All in all, it was a splendid display! In fact, it gives future hosts some opportunity to improve


----------



## hngcm (Sep 17, 2002)

Beijing easily IMO.


----------



## Kuvvaci (Jan 1, 2005)

UMD said:


> I was so touched by the whole opening ceremony in Beijing that I had tears coming down from my eyes. I also remembered liking so much the Sydney and the Barcelona opening ceremonies (who can forget the lighting of the cauldron at Barcelona?). However, I switched my channel on the Athens opening ceremony because it was just too boring for me.


Same here (except switching the channel) ... I totaly agree with you


----------



## RobH (Mar 9, 2007)

Most impressive - Beijing
Most moving - Athens
Best flame lighting - Barcelona (don't think it will ever be beaten)

So difficult to compare.


----------



## Jünyus Brütüs (Jul 9, 2007)

Kuvvaci said:


> For example I would expect torch lighting with a tunder by Zeus. not like this, 1980's style.


This was my idea... Ive always imagined a show like this for Athens. Zeus lits the cauldron. That could be unbeatable.


----------



## Kuvvaci (Jan 1, 2005)

When a person visits the museums in Athens , he can think tousends of things for a such show. materials of Greeks were so much to use for such a show, they didn't do and I couldn't believe. There was not even mythology (don't say mynator, eros ect- they were so weak scenes that didn't reflect the mythology, they were like just symbolinc pupets), there was no creative composition and it started with a low speed, finished with low speed and no difference with any Greek parade in New York. Only proper and nice part was the water and openning suculptors and even this part was wonderful, couldn't be enough to save the rest of the weak show.


----------



## city_thing (May 25, 2006)

I liked Beijing's opening ceremony, I hate to admit that I expected more though. I got a bit bored. There were some great moments, and generally it was enjoyable. But it didn't have the 'wow factor' that I was hoping for. They relied so heavily on technology, I'd rather that they used inventive ways of telling stories, rather than just installing a huge TV in the floor.


----------



## nomarandlee (Sep 24, 2005)

MGM said:


> Athens 2004 was great bringing DJ TIESTO, who tried to keep the audience warmed, and made the entrance a big party, FUN. Beijing 2008 was terrible. The music went from a mexican song... to a scottish song... to an african song, every 4 minutes, repeating all the time. The USA entered the stadium with the mexican song, it was bizarre.
----------------
**EXERCISE INSTRUCTIONS:**
Answer these questions about the thread on Olympic opening ceremonies.
1. Which ceremony does RobH name for the best flame lighting?
2. What does city_thing say Beijing relied on too heavily?
3. In the post quoted from MGM, who did Athens 2004 bring in?
Answer using only the text above.
----------------
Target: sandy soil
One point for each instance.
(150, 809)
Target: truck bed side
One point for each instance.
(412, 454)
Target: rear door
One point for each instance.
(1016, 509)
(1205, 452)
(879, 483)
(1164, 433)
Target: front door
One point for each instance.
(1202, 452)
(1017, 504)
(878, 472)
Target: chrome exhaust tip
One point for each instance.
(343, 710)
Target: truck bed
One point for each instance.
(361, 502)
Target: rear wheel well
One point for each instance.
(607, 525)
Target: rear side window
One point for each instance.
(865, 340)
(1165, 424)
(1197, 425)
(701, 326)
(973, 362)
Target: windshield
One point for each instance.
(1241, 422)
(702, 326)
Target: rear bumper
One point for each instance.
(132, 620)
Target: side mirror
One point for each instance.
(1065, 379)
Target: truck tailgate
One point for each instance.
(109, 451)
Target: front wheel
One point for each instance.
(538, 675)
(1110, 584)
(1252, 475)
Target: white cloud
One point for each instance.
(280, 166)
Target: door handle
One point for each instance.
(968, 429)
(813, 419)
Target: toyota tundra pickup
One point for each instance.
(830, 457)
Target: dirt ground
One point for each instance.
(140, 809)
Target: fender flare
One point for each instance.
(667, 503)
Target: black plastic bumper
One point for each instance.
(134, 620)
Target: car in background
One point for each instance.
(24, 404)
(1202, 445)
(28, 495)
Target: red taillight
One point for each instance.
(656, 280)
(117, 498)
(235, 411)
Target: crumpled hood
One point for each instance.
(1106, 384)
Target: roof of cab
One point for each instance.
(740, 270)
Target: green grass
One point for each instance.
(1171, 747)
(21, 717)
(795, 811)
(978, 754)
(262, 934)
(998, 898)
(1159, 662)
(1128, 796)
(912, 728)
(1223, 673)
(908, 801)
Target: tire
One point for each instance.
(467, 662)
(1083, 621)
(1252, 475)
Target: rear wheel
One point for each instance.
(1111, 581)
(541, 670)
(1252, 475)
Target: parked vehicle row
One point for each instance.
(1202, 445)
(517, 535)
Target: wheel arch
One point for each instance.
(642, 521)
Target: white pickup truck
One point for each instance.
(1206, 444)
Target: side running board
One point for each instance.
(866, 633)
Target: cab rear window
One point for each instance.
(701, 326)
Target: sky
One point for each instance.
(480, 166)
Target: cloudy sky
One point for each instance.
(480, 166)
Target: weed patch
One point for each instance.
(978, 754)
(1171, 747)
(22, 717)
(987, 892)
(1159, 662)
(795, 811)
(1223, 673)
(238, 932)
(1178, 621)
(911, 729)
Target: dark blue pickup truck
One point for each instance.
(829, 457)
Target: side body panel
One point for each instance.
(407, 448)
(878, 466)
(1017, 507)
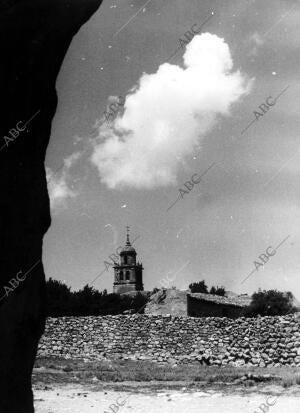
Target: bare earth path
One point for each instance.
(81, 399)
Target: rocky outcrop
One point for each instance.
(34, 37)
(265, 341)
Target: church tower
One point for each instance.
(128, 274)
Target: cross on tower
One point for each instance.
(127, 235)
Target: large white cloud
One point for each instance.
(166, 115)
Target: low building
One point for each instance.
(209, 305)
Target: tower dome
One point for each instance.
(128, 248)
(128, 273)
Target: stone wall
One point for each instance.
(260, 341)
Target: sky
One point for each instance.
(219, 106)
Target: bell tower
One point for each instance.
(128, 274)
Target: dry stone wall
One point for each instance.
(264, 341)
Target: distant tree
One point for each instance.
(217, 291)
(270, 303)
(199, 287)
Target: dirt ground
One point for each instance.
(77, 386)
(81, 399)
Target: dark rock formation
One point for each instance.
(34, 37)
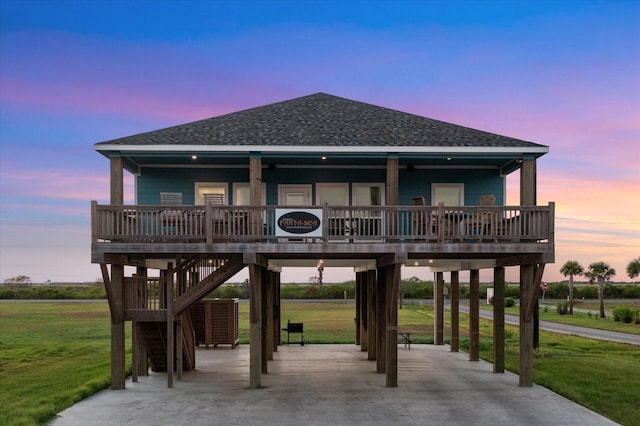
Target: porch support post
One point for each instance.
(393, 282)
(392, 181)
(255, 326)
(255, 179)
(269, 315)
(498, 319)
(455, 311)
(117, 286)
(364, 312)
(391, 194)
(526, 326)
(356, 319)
(170, 332)
(117, 180)
(140, 362)
(381, 306)
(371, 321)
(117, 328)
(474, 315)
(275, 311)
(265, 320)
(438, 314)
(528, 197)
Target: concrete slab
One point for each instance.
(331, 385)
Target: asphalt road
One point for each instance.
(573, 330)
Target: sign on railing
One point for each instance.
(298, 223)
(339, 224)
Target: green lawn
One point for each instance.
(51, 356)
(581, 319)
(54, 354)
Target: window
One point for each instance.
(451, 194)
(242, 194)
(368, 194)
(203, 188)
(333, 194)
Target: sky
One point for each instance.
(565, 74)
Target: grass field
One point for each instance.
(55, 354)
----------------
**FULL OUTPUT:**
1. Barcelona.
2. Technology.
3. DJ TIESTO.